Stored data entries
++++++++++
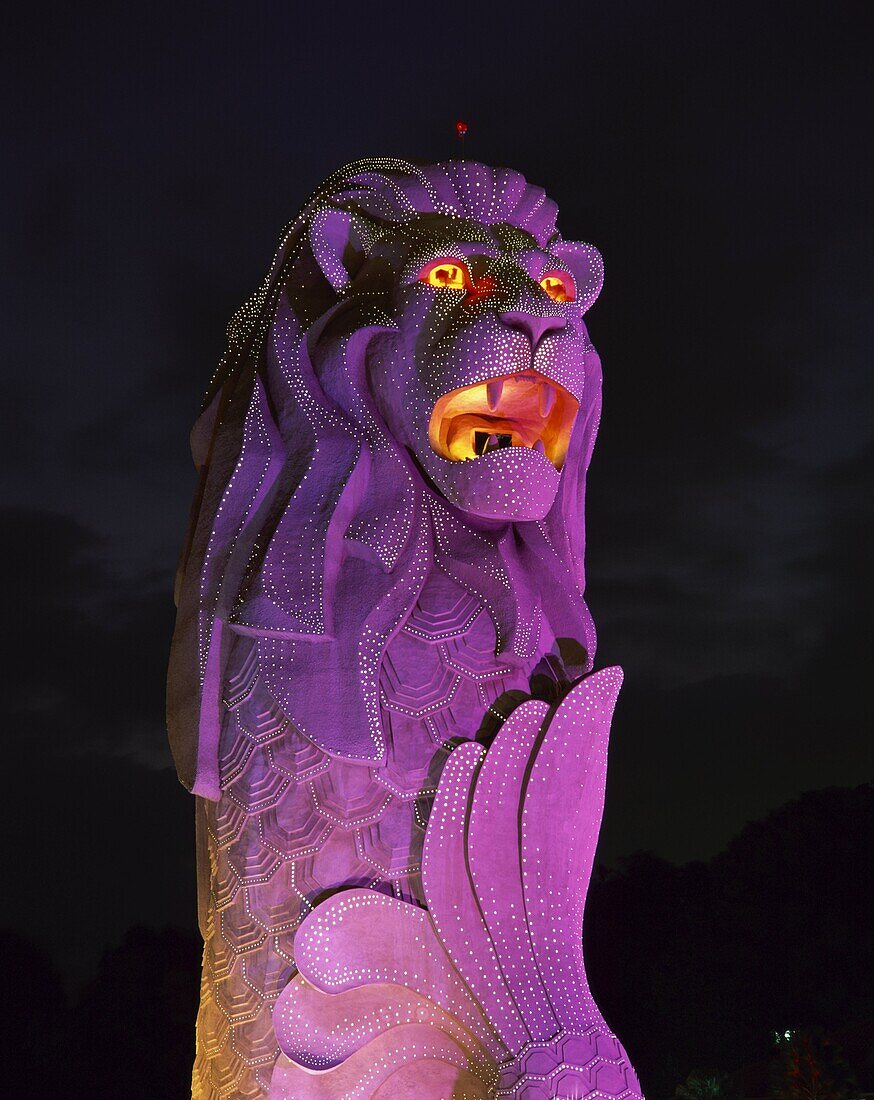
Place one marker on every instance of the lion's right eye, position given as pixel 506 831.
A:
pixel 450 274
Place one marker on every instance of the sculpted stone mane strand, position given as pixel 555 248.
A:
pixel 385 560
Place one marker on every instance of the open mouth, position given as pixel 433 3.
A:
pixel 526 409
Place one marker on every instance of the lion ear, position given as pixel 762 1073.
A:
pixel 339 241
pixel 586 266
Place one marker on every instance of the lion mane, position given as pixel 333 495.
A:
pixel 312 530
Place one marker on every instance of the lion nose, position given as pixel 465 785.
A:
pixel 534 327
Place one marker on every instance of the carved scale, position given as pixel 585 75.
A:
pixel 380 684
pixel 294 825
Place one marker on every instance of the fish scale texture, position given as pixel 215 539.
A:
pixel 294 824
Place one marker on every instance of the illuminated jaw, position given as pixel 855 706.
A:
pixel 517 410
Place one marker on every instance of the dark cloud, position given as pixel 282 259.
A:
pixel 719 158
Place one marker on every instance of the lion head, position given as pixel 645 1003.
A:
pixel 412 387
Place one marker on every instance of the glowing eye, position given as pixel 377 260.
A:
pixel 559 286
pixel 445 273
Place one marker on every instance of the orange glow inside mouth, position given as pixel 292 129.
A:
pixel 526 409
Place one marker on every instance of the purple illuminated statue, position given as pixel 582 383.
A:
pixel 380 688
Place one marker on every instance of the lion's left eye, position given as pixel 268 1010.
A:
pixel 445 273
pixel 559 286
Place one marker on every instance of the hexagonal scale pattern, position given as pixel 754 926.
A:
pixel 413 678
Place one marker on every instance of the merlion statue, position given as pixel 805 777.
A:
pixel 380 685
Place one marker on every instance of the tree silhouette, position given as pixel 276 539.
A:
pixel 705 1087
pixel 810 1066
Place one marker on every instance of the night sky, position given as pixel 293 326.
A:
pixel 718 156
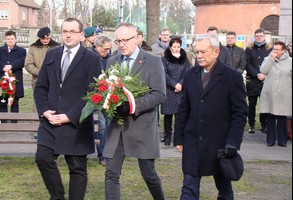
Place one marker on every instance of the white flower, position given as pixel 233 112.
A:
pixel 113 78
pixel 101 76
pixel 114 72
pixel 127 78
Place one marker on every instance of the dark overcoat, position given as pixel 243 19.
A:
pixel 66 98
pixel 255 55
pixel 174 70
pixel 139 132
pixel 15 58
pixel 208 119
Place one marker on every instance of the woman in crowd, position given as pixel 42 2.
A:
pixel 276 95
pixel 175 63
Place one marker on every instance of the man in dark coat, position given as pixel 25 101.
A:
pixel 12 59
pixel 255 54
pixel 211 116
pixel 58 96
pixel 237 53
pixel 138 137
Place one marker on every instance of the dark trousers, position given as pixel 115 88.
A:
pixel 113 172
pixel 101 134
pixel 4 107
pixel 277 129
pixel 252 101
pixel 168 127
pixel 47 163
pixel 191 185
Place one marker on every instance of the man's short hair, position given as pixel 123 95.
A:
pixel 259 30
pixel 213 28
pixel 8 33
pixel 231 33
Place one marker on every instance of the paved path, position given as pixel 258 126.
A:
pixel 253 148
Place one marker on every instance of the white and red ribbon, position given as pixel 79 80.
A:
pixel 9 79
pixel 131 100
++++++++++
> _Your assignment_:
For every entry above, write it out exactly and remove any image.

> _Answer section_:
Place one marker on every instance of the lion's right eye, position given as pixel 506 831.
A:
pixel 450 274
Place one marker on every instance of the sculpted stone mane strand, position given as pixel 555 248.
A:
pixel 385 560
Place one marker on every instance of the open mouth, position given as pixel 433 3.
A:
pixel 526 409
Place one marker on every instance of the lion ear, position given as pixel 762 1073.
A:
pixel 339 241
pixel 586 266
Place one marker on every instance of the lion mane, position given as pixel 333 495.
A:
pixel 312 530
Place one marker on every instance of the lion nose, position given as pixel 465 785.
A:
pixel 534 327
Place one marker on every instance of the carved scale, position given as pixel 585 75.
A:
pixel 380 684
pixel 294 825
Place one marker on every instance of the fish scale texture, position given as pixel 215 539.
A:
pixel 294 824
Place one marker on every instance of the illuminated jaw, position given as pixel 855 706.
A:
pixel 517 410
Place one marker on every instance of the dark cloud, position given as pixel 282 259.
A:
pixel 719 158
Place one marker on every instance of the lion head, position given as pixel 645 1003.
A:
pixel 412 387
Place one marker on every instance of the glowing eye, position given as pixel 377 260.
A:
pixel 559 286
pixel 445 273
Place one marker on every instance of the orange glow inside mouth, position given as pixel 292 129.
A:
pixel 526 409
Place one marker on every instance of the purple illuminated statue, position given as pixel 582 383.
A:
pixel 380 688
Place one marker on every instance of the lion's left eye, position given as pixel 268 1010.
A:
pixel 445 273
pixel 559 286
Place one marker on every instance of the hexagonal scale pattern, position given as pixel 754 926.
A:
pixel 413 678
Place one marker on every instance of the merlion statue, position given as pixel 805 777.
A:
pixel 380 685
Place one marker on every instance of the tree silhouette, position given as pixel 276 539.
A:
pixel 705 1087
pixel 810 1066
Place one marker on every instance of the night sky, position given as pixel 293 326.
A:
pixel 718 156
Place one marker on every instance of the white flower, position given as pixel 233 112.
A:
pixel 113 78
pixel 101 76
pixel 114 72
pixel 127 78
Place one marker on every instance of the dark overcoat, position given as pixel 243 19.
A:
pixel 66 98
pixel 255 55
pixel 174 70
pixel 139 132
pixel 15 58
pixel 208 119
Place one marker on every instance of the woman in crowd, position given as pixel 42 2.
A:
pixel 276 95
pixel 175 63
Place one marker on every instance of the man in dark coat, position given as pixel 25 101.
A:
pixel 12 59
pixel 255 54
pixel 211 116
pixel 58 96
pixel 237 53
pixel 138 137
Place one marker on every instance of the dark trousers, position given as pixel 115 88.
A:
pixel 113 172
pixel 101 134
pixel 4 107
pixel 277 129
pixel 252 101
pixel 168 127
pixel 47 163
pixel 191 185
Place one marker on every instance of the man's short hair, position given as pixel 123 95.
A:
pixel 259 30
pixel 213 28
pixel 8 33
pixel 231 33
Place one marker on every instance of the paved path, position given as pixel 258 126.
A:
pixel 253 148
Place one marker on every instance of the white and red ribbon, position given as pixel 79 80.
A:
pixel 9 79
pixel 131 100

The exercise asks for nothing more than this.